◆ Passage given
— Start —

FINANCIAL NEWS FROM AROUND THE GLOBE

The US stock market has been rising since March 9, 2009. There have been ups and downs, of course, and there have been flirtations with a correction, or decline of 20 percent or more. But even with all the turbulence since the start of October, we are still in a bull market — one that has lasted 3,542 days, the longest stretch since World War II.
Monday was another tough day, again raising the question: Is the party over? Don’t trust anyone who says they know the answer. Here’s a roundup of the factors behind the consternation:
Wall Street Journal: “Downbeat forecasts from former market leaders such as Apple Inc. and Facebook Inc. have raised questions over whether the past year’s gains can be justified. Adding to those worries, investors are already expecting a broader slowdown in corporate earnings growth as rising rates and a stronger dollar take a greater toll on profits.”
Financial Times:
“The mood in the markets had already been unsettled by the tense dialogue between Xi Jinping, China’s president, and Mike Pence, the US vice-president, at the Asia-Pacific Economic Co-operation summit over the weekend. Analysts at Scotiabank said the Apec meetings attended by Mr Pence ‘suggested the US is adopting a harsher tone in dealings with China and . . . mean perhaps little likelihood that a trade deal can be reached, which might inject some unease into markets ahead of the G20 meetings at the end of the month.’ ”
New York Times:
“Investors are increasingly skittish about companies’ prospects. Europe and China are facing economic weakness, while margins could be pinched by higher interest rates and rising labor costs.
Shares in industrial companies, viewed as particularly vulnerable to rising trade tensions with China, have dropped more than 10 percent since September. Economically sensitive financial stocks have slid 7.5 percent. Shares of homebuilders, which are vulnerable to rising rates, have fallen more than 30 percent.”
Boston Globe:
“In Boston, where there are few tech giants and hundreds of startups, the tremors on Wall Street have so far not shaken the faith of executives and their investors. But the local tech sector isn’t immune to the turmoil on Wall Street. No boom lasts forever, and when this one ends, Boston could get hurt. Many venture-funded companies rely on continued infusions of investment to keep them afloat while they build profitable businesses. And there’s a chance that if the faucet shuts off, many could fail.”

— End —

◆ Data listing
— Start —

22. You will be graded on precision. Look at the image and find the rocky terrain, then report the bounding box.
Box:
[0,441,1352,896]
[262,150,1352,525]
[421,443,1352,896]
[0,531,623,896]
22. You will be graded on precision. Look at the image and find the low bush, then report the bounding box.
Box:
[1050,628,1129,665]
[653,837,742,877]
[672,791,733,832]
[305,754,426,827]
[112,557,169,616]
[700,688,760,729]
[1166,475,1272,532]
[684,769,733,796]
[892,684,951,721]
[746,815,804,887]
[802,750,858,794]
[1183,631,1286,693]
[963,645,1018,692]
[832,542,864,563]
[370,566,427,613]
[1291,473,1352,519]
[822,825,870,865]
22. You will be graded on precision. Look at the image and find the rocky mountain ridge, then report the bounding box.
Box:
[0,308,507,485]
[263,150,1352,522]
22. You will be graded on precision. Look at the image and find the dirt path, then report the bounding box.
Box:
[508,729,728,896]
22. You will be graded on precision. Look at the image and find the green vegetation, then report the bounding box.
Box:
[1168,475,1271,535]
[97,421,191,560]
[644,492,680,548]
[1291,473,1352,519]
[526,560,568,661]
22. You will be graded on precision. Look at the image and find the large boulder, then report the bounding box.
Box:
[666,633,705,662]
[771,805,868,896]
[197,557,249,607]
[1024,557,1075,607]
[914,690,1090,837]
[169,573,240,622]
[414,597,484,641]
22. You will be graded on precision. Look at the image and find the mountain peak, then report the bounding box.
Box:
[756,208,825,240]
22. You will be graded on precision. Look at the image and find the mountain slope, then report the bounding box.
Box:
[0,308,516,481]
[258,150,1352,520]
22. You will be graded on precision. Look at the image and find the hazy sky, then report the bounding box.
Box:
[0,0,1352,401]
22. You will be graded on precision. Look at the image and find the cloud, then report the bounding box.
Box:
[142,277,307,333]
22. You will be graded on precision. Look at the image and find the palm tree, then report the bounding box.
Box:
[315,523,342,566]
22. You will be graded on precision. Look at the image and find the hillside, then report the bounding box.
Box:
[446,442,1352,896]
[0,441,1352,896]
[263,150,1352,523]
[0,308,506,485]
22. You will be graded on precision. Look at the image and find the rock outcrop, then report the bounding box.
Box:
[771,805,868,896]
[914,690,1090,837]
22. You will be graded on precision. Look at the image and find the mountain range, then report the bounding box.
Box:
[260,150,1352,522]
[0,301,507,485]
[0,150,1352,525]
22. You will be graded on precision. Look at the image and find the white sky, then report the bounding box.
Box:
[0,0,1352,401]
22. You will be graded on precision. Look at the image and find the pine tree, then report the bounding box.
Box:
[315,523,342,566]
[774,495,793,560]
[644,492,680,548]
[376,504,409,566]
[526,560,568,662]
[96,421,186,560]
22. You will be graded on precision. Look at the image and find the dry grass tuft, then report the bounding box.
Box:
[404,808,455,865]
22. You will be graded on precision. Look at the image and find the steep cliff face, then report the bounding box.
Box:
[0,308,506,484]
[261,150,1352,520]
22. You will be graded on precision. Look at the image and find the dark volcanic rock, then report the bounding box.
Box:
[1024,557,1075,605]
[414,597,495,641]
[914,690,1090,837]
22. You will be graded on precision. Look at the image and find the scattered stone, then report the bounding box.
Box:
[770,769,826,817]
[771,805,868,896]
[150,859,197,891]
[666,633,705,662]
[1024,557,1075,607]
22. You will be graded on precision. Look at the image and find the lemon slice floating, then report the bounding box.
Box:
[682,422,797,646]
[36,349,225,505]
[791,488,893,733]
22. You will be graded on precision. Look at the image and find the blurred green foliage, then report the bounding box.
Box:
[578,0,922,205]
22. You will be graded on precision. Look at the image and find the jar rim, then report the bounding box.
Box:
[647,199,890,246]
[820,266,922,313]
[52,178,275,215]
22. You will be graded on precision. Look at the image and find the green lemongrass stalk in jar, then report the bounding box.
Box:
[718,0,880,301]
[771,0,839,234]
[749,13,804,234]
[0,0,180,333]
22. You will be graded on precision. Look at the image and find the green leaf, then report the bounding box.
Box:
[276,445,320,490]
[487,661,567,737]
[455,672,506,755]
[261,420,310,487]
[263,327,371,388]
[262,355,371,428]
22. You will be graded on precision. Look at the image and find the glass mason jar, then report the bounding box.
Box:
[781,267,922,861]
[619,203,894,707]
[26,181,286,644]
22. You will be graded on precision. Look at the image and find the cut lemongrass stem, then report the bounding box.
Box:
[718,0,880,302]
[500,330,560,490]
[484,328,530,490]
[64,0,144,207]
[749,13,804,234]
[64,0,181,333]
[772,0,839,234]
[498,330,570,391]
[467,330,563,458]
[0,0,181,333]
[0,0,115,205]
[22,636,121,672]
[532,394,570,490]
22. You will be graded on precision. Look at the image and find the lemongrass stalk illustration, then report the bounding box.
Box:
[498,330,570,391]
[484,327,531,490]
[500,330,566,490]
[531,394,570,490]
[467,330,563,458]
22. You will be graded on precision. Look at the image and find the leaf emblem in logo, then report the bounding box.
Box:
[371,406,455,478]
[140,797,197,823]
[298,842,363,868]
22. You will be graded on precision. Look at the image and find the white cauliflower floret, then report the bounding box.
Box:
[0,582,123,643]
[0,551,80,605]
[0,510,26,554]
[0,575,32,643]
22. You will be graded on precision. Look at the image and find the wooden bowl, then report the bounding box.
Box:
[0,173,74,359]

— End —

◆ Task requirements
**1.** Transcribe the part of the market roundup that begins with the words containing "The US stock" and ends with "World War II.".
**2.** Reproduce the entries from their start through the line containing "[0,531,623,896]", request line included, with each bounding-box coordinate multiplied by 1.15 and rounded to a whole number, halves rounding up. Give only those lines.
The entries are unrelated to the market roundup.

◆ Results in order
**1.**
The US stock market has been rising since March 9, 2009. There have been ups and downs, of course, and there have been flirtations with a correction, or decline of 20 percent or more. But even with all the turbulence since the start of October, we are still in a bull market — one that has lasted 3,542 days, the longest stretch since World War II.

**2.**
22. You will be graded on precision. Look at the image and find the rocky terrain, then report the bounding box.
Box:
[0,507,1555,1030]
[301,173,1555,604]
[484,509,1555,1030]
[0,611,716,1030]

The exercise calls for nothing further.